-- Page excerpt --
Mitchell was quick to thank the administration including University of Kentucky President Dr. Eli Capilouto and athletic director Mitch Barnhart for the commitment given to him and his staff to continue to build the program into what it is today. He was also very appreciative of his own staff and other members of the athletic department. And he also wanted to point out just how excited he is to be coaching this team this season.
"I think right now Kentucky is the most exciting place in the country to play college basketball," said Mitchell. "We have just great, great people involved, and for us, it starts with our players."
Tuesday's media opportunity gave Mitchell and his players the platform to talk about the prospects of a new season with the potential for such a high ceiling. With last year's team reaching unprecedented success for the program, the team is focused on building this team into a Final Four contender after falling just short last season. With the talent returning to Mitchell's team and a new group of recruits in the fold, Kentucky has set its sights even higher for the 2012-13 season.

-- Directions --
[1] Copy the part of the Kentucky basketball article that opens with the words containing "Tuesday's media opportunity" and closes with "the 2012-13 season.", substituting "squad" for "team".
[2] Collect every line in the records that contains the string "query".
The records below have no connection to the text above.

-- Extracted material --
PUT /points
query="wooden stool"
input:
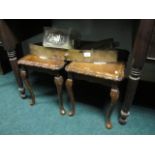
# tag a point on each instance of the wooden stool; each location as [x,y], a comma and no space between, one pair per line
[108,74]
[51,66]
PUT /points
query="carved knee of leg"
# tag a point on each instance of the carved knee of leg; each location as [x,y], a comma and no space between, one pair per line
[114,94]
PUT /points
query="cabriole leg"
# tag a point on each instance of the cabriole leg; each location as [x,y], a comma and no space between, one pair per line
[59,83]
[114,94]
[24,77]
[69,85]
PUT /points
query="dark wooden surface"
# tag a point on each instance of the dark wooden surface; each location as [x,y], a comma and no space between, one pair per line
[142,45]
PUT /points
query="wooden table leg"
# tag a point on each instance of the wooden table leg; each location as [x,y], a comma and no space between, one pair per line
[114,94]
[24,76]
[15,68]
[69,85]
[59,83]
[141,43]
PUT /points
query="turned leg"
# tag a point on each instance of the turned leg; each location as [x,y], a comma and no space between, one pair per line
[59,83]
[69,85]
[114,94]
[13,62]
[24,77]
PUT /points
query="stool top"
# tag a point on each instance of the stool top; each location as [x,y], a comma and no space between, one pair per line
[41,62]
[111,71]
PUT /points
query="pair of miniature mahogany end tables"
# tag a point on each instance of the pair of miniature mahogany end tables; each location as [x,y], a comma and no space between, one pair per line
[99,66]
[94,66]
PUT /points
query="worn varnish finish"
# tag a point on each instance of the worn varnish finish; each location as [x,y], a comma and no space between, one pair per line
[112,71]
[74,55]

-- Results for each task --
[1]
Tuesday's media opportunity gave Mitchell and his players the platform to talk about the prospects of a new season with the potential for such a high ceiling. With last year's squad reaching unprecedented success for the program, the squad is focused on building this squad into a Final Four contender after falling just short last season. With the talent returning to Mitchell's squad and a new group of recruits in the fold, Kentucky has set its sights even higher for the 2012-13 season.

[2]
query="wooden stool"
query="carved knee of leg"
query="cabriole leg"
query="dark wooden surface"
query="wooden table leg"
query="turned leg"
query="stool top"
query="pair of miniature mahogany end tables"
query="worn varnish finish"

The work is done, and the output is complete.